## The task
Arrange every line of the records below as a numbered list, skipping blank lines and leaving out the pictures.

## Available records
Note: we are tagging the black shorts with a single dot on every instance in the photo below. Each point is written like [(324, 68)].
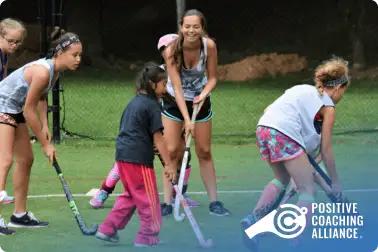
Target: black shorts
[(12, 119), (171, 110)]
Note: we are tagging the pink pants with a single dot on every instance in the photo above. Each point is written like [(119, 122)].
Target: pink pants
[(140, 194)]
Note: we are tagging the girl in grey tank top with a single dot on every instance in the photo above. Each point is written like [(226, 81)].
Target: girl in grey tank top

## Exercise output
1. Note: we are tagging the black shorts with a single dot on every instance in the photo below. Each point is written like [(324, 68)].
2. Target: black shorts
3. [(12, 119), (171, 110)]
4. Note: we are tagging the pink pants with a single dot on every instance in the photo above. Each point is written like [(119, 122)].
5. Target: pink pants
6. [(140, 194)]
7. Note: we are tagging the girl in grey tank top with a single dot on every instance in the photo above. Each point is written like [(226, 81)].
8. Target: girl in grey tank top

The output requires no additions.